### SOURCE EXTRACT ###

In essence, this result may turn into a philosophical basis intertwined with the collectivism that beams light on forms of healing regardless of what type of potential trigger may emerge or in which context occurs.

4.3 Cascading effects on healing audiences: weaving networks from reciprocities

The filmmaking pathway became a door for relieving through emotions, thoughts, knowledge, and ongoing events, which can be communicated to different types of audiences. Simultaneously, members of the communities in Upper Xingu participate in documentaries and records by seeking to unveil what they have built up on their own as a community.

After the audiovisual analysis, there are prominently three target audiences: the community (the group who live in a particular geography, which in this case would be the Kuikuro community), the indigenous peoples from other villages, and the non-indigenous people.

### INFORMATION SHOWN ###

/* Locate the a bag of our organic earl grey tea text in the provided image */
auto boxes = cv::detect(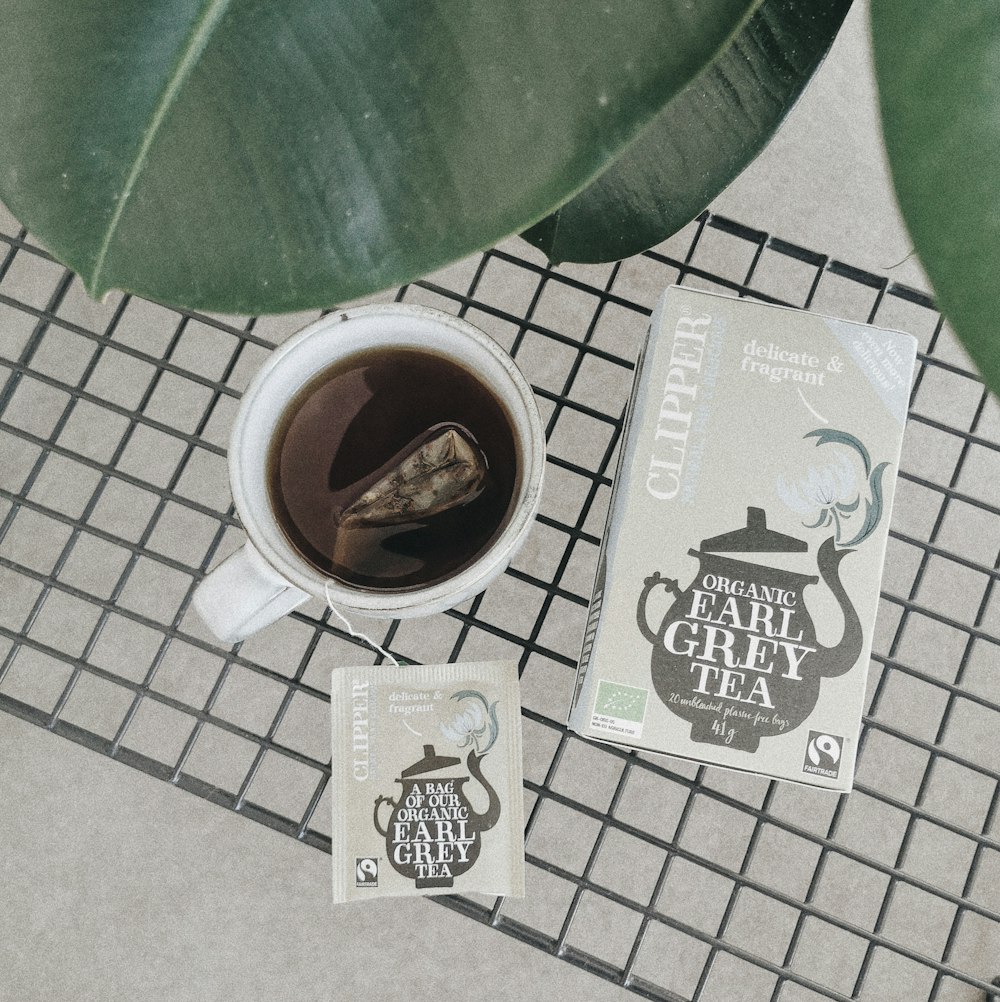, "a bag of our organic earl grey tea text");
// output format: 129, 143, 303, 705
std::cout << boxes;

###

* _TO DO_
1) In the passage on Kuikuro filmmaking, what three target audiences stand out after the audiovisual analysis?
2) Continue the passage on Kuikuro filmmaking from the point where it stops.

* _ANSWERS FOR THE EXERCISE_
1) The Kuikuro community, indigenous peoples from other villages, and non-indigenous people.

2)
The decisions around editing are made as long as the scope of the audience is defined collectively. For instance, there are many chants and expressions that are not translated into Portuguese in the documentaries. The fact that these scenes only are understood by people who speak Carib or who are familiar with the oral traditions shapes a private moment for the first audience: the community. According to Takumã, this no-translation is done as a reminder for the community about the communication and teaching of ancient knowledge, whose core might be seen at risk owing to changes brought about by threats such as evangelization, uncontrolled use of technology, or the use of money as the main resource.

Takumã’s practice might epitomize the scene for proposals to set ideas for strengthening the community by recognizing the injuries left by the state of affairs particularly provoked by Bolsonaro’s government. The filmmaking process led by Takumã might be seen as an autoethnography from which the Upper Xingu can “amplify their voices (…) promote all the social action, activities, activism they have been doing and are so important to share with the world (…) Takumã thinks about that (…) how video making is a powerful tool to capture their stories with their own hands basically, because Takumã captures from the inside what it is happening” (Personal communication-2, 24 June 2022).

Additionally, Takumã decides to only take into account objects that are in his territory for his films as well as to emphasize shapes and frames typical of his community, such as the architecture of the Kuikuro’s houses. Through one of his records, Takumã highlights with the camera that these houses are made with native trees found in the forest; accordingly, “every tree has a spirit, every house has a spirit” (Kuikuro, 2020a, 1:14).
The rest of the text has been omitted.